Start of RECORD EXTRACTS
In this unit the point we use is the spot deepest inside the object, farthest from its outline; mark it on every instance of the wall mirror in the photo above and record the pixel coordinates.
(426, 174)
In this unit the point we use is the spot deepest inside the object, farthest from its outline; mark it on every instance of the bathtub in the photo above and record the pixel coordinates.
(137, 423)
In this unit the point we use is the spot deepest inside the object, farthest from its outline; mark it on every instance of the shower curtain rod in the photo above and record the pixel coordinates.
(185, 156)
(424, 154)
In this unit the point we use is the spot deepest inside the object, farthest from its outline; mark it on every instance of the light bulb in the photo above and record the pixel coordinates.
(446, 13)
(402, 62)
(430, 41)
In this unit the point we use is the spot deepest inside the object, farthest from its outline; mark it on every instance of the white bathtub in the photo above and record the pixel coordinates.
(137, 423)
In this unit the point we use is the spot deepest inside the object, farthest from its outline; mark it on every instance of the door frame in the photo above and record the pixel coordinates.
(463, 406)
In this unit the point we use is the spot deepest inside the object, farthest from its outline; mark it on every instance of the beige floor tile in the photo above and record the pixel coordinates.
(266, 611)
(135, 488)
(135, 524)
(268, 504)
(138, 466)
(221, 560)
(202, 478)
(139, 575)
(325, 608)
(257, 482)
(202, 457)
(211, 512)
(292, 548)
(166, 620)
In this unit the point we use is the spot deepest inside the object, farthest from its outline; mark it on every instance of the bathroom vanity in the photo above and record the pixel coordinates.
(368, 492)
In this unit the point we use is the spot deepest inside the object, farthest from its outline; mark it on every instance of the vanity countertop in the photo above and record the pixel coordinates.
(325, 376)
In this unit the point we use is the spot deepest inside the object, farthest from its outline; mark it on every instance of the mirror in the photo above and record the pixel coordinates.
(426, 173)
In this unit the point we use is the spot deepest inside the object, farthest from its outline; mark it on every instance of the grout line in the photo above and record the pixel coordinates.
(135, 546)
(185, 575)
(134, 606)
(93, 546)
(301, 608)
End of RECORD EXTRACTS
:: WHAT IS EXPECTED ::
Go through the records above and retype each one exactly.

:: REPLY TO THE EXERCISE ::
In this unit the point we use is the spot deepest inside the object, farthest from its outline; mark it on every instance of the wall mirror in the photo above and record the pixel coordinates.
(426, 174)
In this unit the point we use is the spot deepest inside the object, farthest from its outline; mark it on every instance of the bathtub in the photo above and record the pixel coordinates.
(137, 423)
In this unit the point we use is the spot deepest inside the object, farthest from its outline; mark it on every instance of the shower curtain rod in the photo above and record the pixel coordinates.
(185, 156)
(424, 154)
In this unit the point we use is the spot deepest inside the object, farthest from its outline; mark it on every instance of the light bulb in the photo above and record the pixel coordinates.
(446, 13)
(402, 62)
(430, 41)
In this unit the point we use is the spot deepest inside the object, farthest from its outline; mark it on every instance of the white bathtub in the photo above and record the pixel coordinates.
(137, 423)
In this unit the point we use is the spot deepest inside the object, farthest from its outline; mark it on every instance of the door frame in the photo above and record the pixel coordinates.
(463, 406)
In this unit the point we use is the spot deepest inside the object, farthest from its outline; mark it on every instance of the beige floor tile in the photo above and record the pixel coordinates.
(266, 611)
(135, 488)
(135, 524)
(268, 504)
(138, 466)
(221, 560)
(202, 478)
(139, 575)
(325, 608)
(257, 482)
(202, 457)
(211, 512)
(292, 548)
(166, 620)
In this unit the point we use is the spot deepest inside the object, farthest from its outline; mark it on every instance of the bathroom vanity in the photo above and record the pixel coordinates.
(368, 492)
In this unit the point we use is the spot deepest inside the object, farthest from its outline; mark it on every instance of the vanity countertop in the photo above and record the pixel coordinates.
(325, 376)
In this unit the point we use is the spot deepest inside the object, farthest from its outline; mark it on every instance of the mirror in the photo above and record the pixel coordinates.
(426, 173)
In this unit the point we use is the spot deepest inside the object, farthest from its outline; mark it on every instance of the grout line in the photo above and record the pixel coordinates.
(135, 546)
(185, 575)
(134, 606)
(93, 546)
(301, 608)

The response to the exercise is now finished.